### Supplied entries
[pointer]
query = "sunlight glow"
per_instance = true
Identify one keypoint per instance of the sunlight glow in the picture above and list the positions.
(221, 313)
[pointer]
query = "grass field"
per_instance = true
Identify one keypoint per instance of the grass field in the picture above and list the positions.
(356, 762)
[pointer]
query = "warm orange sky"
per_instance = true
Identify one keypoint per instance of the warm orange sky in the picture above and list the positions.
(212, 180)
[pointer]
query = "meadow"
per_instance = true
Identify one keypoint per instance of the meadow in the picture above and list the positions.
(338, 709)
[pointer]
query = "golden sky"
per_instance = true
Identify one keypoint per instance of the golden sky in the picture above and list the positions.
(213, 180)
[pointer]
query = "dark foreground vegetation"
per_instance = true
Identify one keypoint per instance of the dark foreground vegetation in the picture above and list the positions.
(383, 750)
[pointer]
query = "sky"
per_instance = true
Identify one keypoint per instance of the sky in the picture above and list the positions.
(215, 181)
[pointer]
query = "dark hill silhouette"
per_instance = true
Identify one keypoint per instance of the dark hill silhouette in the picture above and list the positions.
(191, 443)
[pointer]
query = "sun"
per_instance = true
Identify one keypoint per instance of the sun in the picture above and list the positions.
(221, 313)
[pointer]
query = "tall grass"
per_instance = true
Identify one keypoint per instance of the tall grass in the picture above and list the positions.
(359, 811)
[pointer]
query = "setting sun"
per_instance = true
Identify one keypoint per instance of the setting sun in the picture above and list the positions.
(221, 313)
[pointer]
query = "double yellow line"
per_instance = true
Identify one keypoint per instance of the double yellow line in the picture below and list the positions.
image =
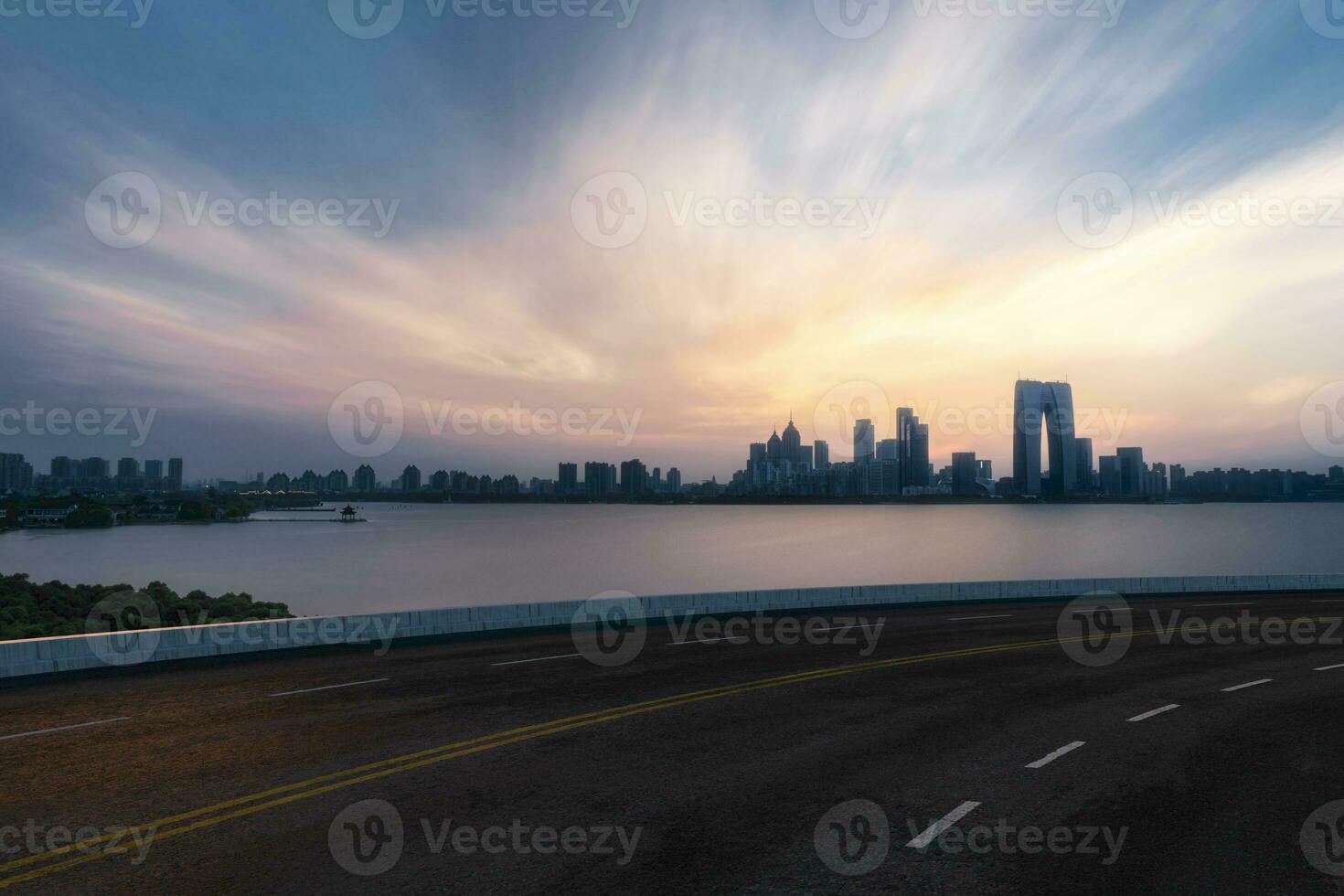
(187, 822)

### Brief
Reproduce all the records above word for word, leaving out any picture.

### Finished task
[pointer]
query = "sunlight glow"
per_instance = true
Identify one keypoint per instance of the sunlight glow in the picture above and list the positions.
(221, 313)
[pointer]
query = "grass field"
per_instance = true
Identify one keypoint per instance of the grass field in the picture above and list the positions.
(356, 762)
[pointer]
query = "warm orange sky"
per_instance = true
Identify one keypoint per instance of the warm orange sky in the picture above and list the positions.
(212, 180)
[pointer]
query = "meadow"
per_instance = true
Identify one keypoint per instance of the meadow in the picture above and list the positions.
(338, 709)
[pointer]
query = "golden sky"
per_instance = true
Identify one keypoint per instance of the golden sky in the picture above and list the positions.
(213, 180)
[pointer]
query = "dark foreground vegetation"
per_instance = true
Identify one keypoint per instance of the dark foreground vegetation in the picture above and list the positions.
(383, 750)
[pointer]
query = "sky"
per_instance = true
Identify one keypoint per instance of the sky in the picture above and list the positions.
(215, 181)
[pointer]
query = "dark hill silhouette"
per_instance = true
Identify one keypoint per instance of the dark hill silhouette in the picture above and list the positions.
(191, 443)
[pointer]
query = "sun"
per_instance = true
Identify one keypoint per instance of the sun in the picture above and list the positions.
(221, 313)
[pointer]
query = "tall grass"
per_instance = true
Identify one keypoint per instance of the tall grass in the picture above and list the positions.
(359, 811)
[pointer]
query = "setting sun"
per_instance = true
Identify one keypoint per instance of the setting sun in the picture above and list the positions.
(221, 313)
[pointer]
query = "double yellow line"
per_instance = true
Identify one keypoint per instance of the double yellow line in the picture below and list the positions.
image =
(187, 822)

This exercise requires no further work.